Source data.
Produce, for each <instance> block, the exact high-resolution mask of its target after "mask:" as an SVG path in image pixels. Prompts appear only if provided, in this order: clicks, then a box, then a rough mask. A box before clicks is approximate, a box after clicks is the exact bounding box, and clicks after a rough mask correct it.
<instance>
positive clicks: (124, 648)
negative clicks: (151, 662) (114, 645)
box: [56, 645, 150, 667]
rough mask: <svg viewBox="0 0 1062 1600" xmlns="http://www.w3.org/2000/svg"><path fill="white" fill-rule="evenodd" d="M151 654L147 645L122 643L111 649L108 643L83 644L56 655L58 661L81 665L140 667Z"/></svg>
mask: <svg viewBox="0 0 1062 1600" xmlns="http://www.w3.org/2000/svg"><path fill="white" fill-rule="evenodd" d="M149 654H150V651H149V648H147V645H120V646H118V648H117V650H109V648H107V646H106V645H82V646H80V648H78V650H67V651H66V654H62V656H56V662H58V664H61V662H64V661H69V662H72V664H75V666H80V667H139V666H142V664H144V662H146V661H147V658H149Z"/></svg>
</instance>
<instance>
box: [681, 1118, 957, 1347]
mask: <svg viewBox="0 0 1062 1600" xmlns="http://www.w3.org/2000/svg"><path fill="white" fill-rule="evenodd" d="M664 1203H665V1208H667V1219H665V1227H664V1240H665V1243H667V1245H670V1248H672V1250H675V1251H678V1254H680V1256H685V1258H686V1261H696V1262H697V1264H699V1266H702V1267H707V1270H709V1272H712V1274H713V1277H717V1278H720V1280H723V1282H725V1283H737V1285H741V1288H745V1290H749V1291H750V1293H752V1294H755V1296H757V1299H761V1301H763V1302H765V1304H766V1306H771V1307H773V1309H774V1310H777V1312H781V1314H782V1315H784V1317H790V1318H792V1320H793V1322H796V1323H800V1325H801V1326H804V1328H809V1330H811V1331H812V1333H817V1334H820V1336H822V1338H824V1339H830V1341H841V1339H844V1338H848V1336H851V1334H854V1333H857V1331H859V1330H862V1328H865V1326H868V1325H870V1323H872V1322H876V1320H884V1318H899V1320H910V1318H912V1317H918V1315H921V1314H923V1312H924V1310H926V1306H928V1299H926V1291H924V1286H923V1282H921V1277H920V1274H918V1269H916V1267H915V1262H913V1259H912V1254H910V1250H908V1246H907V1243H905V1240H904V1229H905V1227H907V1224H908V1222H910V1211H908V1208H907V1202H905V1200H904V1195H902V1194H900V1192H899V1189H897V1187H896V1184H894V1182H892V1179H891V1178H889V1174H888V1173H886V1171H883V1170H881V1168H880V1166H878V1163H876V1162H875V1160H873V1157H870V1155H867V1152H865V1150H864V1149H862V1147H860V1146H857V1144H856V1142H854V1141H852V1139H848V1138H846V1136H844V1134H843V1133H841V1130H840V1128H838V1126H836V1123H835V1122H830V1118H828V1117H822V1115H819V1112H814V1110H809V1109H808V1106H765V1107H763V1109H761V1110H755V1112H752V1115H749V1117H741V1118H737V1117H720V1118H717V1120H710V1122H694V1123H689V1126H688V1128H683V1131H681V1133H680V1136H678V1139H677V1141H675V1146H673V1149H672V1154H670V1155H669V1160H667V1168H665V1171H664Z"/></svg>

Task to carry out.
Restate all of the entries exactly, please.

Answer section.
Produce, for each <instance> block, the exact high-resolution mask of its target after "mask:" as an SVG path in image pixels. Prompts appear only if provided, in this order: clicks, then a box, then a rough mask. A box before clicks is approximate, a box after clicks is the exact bounding box, and clicks after a rough mask correct it.
<instance>
positive clicks: (124, 648)
negative clicks: (151, 662) (114, 645)
box: [56, 645, 150, 667]
rough mask: <svg viewBox="0 0 1062 1600" xmlns="http://www.w3.org/2000/svg"><path fill="white" fill-rule="evenodd" d="M151 654L147 645L122 643L111 649L108 643L83 644L56 655L58 661L81 665L140 667Z"/></svg>
mask: <svg viewBox="0 0 1062 1600" xmlns="http://www.w3.org/2000/svg"><path fill="white" fill-rule="evenodd" d="M149 654H150V651H149V648H147V645H120V646H118V648H117V650H109V648H107V646H106V645H82V646H80V648H78V650H67V651H66V654H62V656H56V662H58V664H61V662H64V661H69V662H72V664H75V666H80V667H139V666H142V664H144V662H146V661H147V658H149Z"/></svg>
</instance>
<instance>
box: [681, 1118, 957, 1347]
mask: <svg viewBox="0 0 1062 1600" xmlns="http://www.w3.org/2000/svg"><path fill="white" fill-rule="evenodd" d="M664 1203H665V1208H667V1219H665V1227H664V1240H665V1243H667V1245H670V1248H672V1250H675V1251H678V1254H680V1256H685V1258H686V1261H696V1262H697V1264H699V1266H702V1267H707V1270H709V1272H712V1274H713V1277H717V1278H720V1280H723V1282H725V1283H737V1285H741V1288H745V1290H749V1291H750V1293H752V1294H755V1296H757V1299H761V1301H763V1302H765V1304H766V1306H771V1307H773V1309H774V1310H777V1312H781V1314H782V1315H784V1317H790V1318H792V1320H793V1322H796V1323H800V1325H801V1326H804V1328H809V1330H811V1331H812V1333H817V1334H820V1336H822V1338H824V1339H830V1341H841V1339H844V1338H848V1336H851V1334H854V1333H857V1331H859V1330H862V1328H865V1326H868V1325H870V1323H872V1322H876V1320H884V1318H899V1320H910V1318H912V1317H918V1315H921V1314H923V1312H924V1310H926V1306H928V1299H926V1291H924V1286H923V1282H921V1277H920V1274H918V1269H916V1267H915V1262H913V1259H912V1254H910V1250H908V1246H907V1243H905V1240H904V1229H905V1227H907V1224H908V1222H910V1211H908V1208H907V1202H905V1200H904V1195H902V1194H900V1192H899V1189H897V1187H896V1184H894V1182H892V1179H891V1178H889V1174H888V1173H886V1171H883V1170H881V1168H880V1166H878V1163H876V1162H875V1160H873V1157H870V1155H867V1152H865V1150H864V1149H862V1147H860V1146H857V1144H856V1142H854V1141H852V1139H848V1138H846V1136H844V1134H843V1133H841V1130H840V1128H838V1126H836V1123H835V1122H830V1118H828V1117H822V1115H819V1112H814V1110H809V1109H808V1106H765V1107H763V1109H761V1110H755V1112H752V1115H749V1117H741V1118H737V1117H720V1118H717V1120H710V1122H694V1123H689V1126H688V1128H683V1131H681V1133H680V1136H678V1139H677V1141H675V1146H673V1149H672V1154H670V1155H669V1160H667V1168H665V1171H664Z"/></svg>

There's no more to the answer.